[Text passage — start]

Zhao et al. (2016) recently identified a mutant line harboring an insertion in the gene encoding CASEIN1-LIKE PROTEIN2 (CKL2) in a screen for mutants that wilt more readily than the wild type and are less sensitive to abscisic acid (ABA)-induced stomatal closure. The authors found that CKL2, which is expressed in many tissues of the plant, is induced by both ABA and water-loss treatment. To examine the subcellular localization of CKL2, the authors transformed both wild-type and ckl2 mutant plants with a CKL2pro:GFP-CKL2 construct. The construct rescued the stomatal closure defect and drought-sensitive phenotype of the mutant. The finding that GFP-labeled CKL2 formed filamentous networks in several cell types, including guard cells, suggested that CKL2 associates with cytoskeletal elements. Pharmacological studies showed that CKL2 colocalized with actin filaments, but not with microtubules. In addition, GFP-labeled CKL2 colocalized with rhodamine-phalloidin-stained actin filaments in a cell suspension. However, a cosedimentation assay showed that CKL2 does not bind to actin in vitro.

[Text passage — finish]
[Extracted records — start]

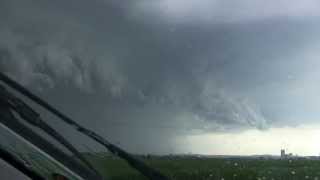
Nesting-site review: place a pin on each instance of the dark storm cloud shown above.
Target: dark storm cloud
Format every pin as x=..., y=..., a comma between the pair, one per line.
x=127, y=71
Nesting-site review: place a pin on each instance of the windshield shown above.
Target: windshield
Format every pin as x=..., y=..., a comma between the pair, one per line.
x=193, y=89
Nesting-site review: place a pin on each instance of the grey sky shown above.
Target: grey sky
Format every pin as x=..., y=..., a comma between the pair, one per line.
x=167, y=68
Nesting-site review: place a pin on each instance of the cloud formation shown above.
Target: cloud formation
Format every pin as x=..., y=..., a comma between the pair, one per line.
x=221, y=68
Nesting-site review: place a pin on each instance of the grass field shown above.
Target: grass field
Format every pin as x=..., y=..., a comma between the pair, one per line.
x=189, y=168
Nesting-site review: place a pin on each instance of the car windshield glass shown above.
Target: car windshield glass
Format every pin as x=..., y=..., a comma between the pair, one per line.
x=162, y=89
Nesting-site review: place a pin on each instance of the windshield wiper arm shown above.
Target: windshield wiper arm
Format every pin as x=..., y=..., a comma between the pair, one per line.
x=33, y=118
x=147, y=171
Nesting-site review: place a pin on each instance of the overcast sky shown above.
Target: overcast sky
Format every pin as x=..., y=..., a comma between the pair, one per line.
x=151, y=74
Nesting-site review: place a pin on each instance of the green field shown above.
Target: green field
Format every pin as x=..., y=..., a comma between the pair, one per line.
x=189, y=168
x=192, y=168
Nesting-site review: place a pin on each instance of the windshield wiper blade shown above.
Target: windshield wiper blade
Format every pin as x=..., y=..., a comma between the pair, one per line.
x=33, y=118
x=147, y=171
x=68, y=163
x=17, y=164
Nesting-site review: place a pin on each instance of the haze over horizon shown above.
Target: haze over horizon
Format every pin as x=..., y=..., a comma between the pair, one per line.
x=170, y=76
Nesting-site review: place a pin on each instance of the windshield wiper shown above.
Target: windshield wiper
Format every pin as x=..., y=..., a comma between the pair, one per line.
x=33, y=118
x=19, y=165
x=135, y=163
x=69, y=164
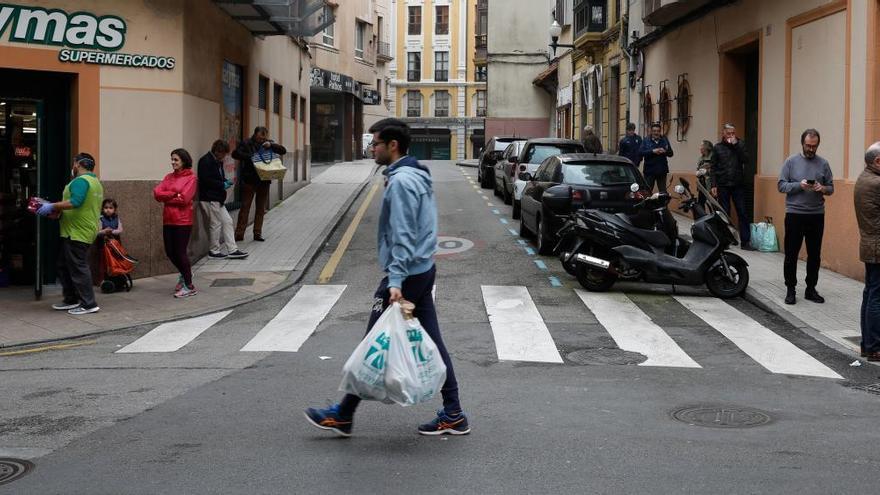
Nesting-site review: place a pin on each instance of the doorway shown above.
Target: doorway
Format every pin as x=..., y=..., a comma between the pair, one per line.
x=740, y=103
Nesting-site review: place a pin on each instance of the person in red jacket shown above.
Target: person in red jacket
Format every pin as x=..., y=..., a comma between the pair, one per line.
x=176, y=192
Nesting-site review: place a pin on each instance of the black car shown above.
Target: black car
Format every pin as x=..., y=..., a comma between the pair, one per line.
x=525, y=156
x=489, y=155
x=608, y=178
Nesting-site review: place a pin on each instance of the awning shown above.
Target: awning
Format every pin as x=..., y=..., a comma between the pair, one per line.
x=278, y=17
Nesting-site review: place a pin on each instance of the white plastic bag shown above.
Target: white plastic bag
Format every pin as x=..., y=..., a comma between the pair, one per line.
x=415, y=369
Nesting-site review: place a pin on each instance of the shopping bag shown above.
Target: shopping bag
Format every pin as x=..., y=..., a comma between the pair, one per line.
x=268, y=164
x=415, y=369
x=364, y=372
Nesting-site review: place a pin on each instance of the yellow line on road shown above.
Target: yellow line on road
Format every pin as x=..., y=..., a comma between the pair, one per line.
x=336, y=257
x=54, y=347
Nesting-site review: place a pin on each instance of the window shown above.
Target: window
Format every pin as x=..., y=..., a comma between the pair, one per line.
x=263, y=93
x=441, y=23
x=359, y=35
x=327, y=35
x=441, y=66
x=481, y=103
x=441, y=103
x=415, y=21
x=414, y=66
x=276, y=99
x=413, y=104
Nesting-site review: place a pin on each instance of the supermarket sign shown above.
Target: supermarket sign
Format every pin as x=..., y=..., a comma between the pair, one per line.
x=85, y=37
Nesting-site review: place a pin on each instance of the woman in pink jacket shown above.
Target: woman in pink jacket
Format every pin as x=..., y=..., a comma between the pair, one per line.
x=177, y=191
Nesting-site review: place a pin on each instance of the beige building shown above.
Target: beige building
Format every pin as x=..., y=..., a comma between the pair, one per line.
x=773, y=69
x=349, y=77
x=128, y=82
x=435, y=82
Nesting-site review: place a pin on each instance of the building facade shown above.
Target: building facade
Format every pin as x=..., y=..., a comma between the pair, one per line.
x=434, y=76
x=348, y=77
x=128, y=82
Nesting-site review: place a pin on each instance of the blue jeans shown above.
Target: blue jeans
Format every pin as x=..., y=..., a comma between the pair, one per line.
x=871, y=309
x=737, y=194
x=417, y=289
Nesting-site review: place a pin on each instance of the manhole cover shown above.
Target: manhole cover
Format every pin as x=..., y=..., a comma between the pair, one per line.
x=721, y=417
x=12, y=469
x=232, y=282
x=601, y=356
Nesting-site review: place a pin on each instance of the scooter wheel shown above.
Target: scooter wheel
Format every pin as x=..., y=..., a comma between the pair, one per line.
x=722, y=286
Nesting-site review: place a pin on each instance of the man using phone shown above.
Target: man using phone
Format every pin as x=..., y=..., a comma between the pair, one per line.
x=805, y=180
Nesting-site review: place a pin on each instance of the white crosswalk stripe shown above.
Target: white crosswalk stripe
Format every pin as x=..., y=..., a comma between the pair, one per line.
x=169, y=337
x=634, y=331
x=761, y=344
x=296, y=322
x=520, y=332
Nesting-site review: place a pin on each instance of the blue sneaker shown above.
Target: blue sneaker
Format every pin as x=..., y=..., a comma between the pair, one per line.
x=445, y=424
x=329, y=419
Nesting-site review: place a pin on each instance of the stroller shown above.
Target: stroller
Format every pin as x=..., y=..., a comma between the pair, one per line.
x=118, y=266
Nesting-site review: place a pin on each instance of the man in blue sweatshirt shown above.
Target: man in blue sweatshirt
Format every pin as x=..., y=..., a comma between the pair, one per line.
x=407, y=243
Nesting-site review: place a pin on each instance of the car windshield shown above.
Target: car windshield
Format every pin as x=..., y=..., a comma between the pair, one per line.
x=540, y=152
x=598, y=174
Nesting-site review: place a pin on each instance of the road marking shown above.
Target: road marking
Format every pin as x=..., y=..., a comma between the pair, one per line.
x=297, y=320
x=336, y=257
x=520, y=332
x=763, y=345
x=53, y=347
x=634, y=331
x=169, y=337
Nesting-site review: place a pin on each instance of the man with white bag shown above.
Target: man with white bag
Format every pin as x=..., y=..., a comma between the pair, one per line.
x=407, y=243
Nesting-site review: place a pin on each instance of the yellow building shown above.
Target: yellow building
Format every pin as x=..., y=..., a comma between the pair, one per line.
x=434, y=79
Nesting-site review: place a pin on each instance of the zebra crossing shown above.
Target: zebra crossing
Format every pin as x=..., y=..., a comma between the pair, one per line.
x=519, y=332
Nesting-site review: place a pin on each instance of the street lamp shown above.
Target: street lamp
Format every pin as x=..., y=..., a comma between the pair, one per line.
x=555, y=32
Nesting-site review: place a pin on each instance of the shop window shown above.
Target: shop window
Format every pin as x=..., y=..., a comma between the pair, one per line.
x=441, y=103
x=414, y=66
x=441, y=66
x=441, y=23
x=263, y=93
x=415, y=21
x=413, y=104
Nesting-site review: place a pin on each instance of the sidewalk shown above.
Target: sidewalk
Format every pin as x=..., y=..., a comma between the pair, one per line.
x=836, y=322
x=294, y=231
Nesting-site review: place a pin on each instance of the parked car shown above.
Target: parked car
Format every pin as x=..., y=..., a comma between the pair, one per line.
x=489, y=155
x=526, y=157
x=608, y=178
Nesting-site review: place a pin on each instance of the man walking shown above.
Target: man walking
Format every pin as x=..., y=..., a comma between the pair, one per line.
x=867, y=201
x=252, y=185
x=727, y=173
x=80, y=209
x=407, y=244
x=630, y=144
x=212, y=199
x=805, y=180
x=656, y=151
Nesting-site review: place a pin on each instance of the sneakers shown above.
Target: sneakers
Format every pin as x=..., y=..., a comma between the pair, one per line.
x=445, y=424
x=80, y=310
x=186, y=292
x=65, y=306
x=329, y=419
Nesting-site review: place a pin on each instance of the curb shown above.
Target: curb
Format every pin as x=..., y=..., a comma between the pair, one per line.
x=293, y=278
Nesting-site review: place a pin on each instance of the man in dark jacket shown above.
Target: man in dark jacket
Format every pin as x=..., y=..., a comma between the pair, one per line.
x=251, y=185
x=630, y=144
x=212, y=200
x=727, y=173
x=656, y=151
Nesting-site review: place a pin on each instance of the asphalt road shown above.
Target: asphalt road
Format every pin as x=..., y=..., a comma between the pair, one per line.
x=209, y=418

[Extracted records — finish]
[Extracted records — start]

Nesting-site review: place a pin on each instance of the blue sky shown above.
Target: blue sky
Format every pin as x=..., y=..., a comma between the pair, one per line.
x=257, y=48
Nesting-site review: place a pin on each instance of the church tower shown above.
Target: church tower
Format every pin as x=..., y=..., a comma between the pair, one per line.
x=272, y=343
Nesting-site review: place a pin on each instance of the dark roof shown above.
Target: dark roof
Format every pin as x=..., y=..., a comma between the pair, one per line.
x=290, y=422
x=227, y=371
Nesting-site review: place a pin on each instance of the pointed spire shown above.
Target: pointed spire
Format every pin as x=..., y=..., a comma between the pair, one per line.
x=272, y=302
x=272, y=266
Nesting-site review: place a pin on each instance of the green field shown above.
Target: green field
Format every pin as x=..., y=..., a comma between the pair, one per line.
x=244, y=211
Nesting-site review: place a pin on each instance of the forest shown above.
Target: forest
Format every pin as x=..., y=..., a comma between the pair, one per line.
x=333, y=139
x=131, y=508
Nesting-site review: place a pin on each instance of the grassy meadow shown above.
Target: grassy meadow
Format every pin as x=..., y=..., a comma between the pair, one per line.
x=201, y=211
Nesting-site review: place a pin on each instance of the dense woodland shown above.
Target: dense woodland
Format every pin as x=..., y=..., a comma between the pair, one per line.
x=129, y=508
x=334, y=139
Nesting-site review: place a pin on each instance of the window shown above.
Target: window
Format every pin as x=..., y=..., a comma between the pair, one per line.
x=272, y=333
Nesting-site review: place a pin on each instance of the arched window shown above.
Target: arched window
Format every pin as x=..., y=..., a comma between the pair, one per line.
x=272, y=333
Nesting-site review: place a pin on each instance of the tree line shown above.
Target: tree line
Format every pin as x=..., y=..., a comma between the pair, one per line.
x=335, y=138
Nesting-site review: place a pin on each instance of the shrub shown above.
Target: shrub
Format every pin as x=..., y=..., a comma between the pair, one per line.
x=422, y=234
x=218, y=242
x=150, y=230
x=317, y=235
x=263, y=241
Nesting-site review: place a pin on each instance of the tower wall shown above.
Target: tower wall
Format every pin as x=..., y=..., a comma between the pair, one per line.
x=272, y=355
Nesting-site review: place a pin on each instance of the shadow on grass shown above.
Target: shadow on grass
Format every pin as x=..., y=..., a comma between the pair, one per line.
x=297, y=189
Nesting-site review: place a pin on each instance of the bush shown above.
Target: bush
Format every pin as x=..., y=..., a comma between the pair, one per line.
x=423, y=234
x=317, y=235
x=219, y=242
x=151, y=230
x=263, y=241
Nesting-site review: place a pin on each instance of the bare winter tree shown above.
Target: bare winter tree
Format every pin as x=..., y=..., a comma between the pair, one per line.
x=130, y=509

[Extracted records — finish]

● **List of tasks**
• 1. Answer these questions from the CKL2 passage:
(a) Which two treatments induce CKL2?
(b) What construct did the authors use to examine the subcellular localization of CKL2?
(c) What did the cosedimentation assay show about CKL2 and actin in vitro?
• 2. Rewrite the paragraph of the CKL2 passage beginning "Zhao et al. (2016) recently identified" as a bulleted list, keeping its main facts.
• 3. Continue the passage on CKL2 and actin filaments from where it stops.
The records were taken from a source separate from the text.

● **Answer set**
• 1.
(a) Abscisic acid (ABA) and water-loss treatment.
(b) A CKL2pro:GFP-CKL2 construct.
(c) CKL2 does not bind to actin in vitro.

• 2.
- Zhao et al. (2016) found a mutant with an insertion in the CKL2 (CASEIN1-LIKE PROTEIN2) gene. The mutant wilts more readily than the wild type and is less sensitive to ABA-induced stomatal closure.
- CKL2 is expressed in many tissues and is induced by ABA and by water loss.
- A CKL2pro:GFP-CKL2 construct rescued the mutant's stomatal closure defect and drought-sensitive phenotype.
- GFP-CKL2 formed filamentous networks in several cell types, including guard cells.
- CKL2 colocalized with actin filaments but not with microtubules. This included rhodamine-phalloidin-stained actin in a cell suspension.
- A cosedimentation assay showed that CKL2 does not bind actin in vitro.

• 3.
A comparison of fluorescently labeled actin microfilaments in wild-type and ckl2 guard cells showed that the actin filaments of the mutant were disrupted more rapidly by treatment with the actin-destabilizing drug latrunculin A than were those of the wild type, suggesting that CKL2 stabilizes actin filaments in guard cells. Further analysis showed that this actin-stabilizing activity of CKL2 is essential for the construction of longitudinal actin cables during ABA-induced stomatal closure. Finally, the authors showed that CKL2 interacts with and phosphorylates actin depolymerizing factor 4 (ADF4), thereby blocking its actin filament disassembly activity.
Based on these findings, the authors propose that CKL2 regulates actin cytoskeleton remodeling during stomatal closure by phosphorylating ADF4 (see figure). Future research should examine how actin filament remodeling affects cellular processes in guard cells to bring about changes in stomatal aperture.
Simplified model of ABA-induced stomatal closure. Actin microfilaments undergo dramatic changes during stomatal closure, changing from radial filaments in open stomata (left), to a disorganized array in closing stomata (middle), to thick longitudinal cables in closed stomata (right). ABA-induced CKL2 blocks ADF activity late in this process, thereby stabilizing actin microfilaments. (Adapted from Zhao et al. [2016], Figure 8.)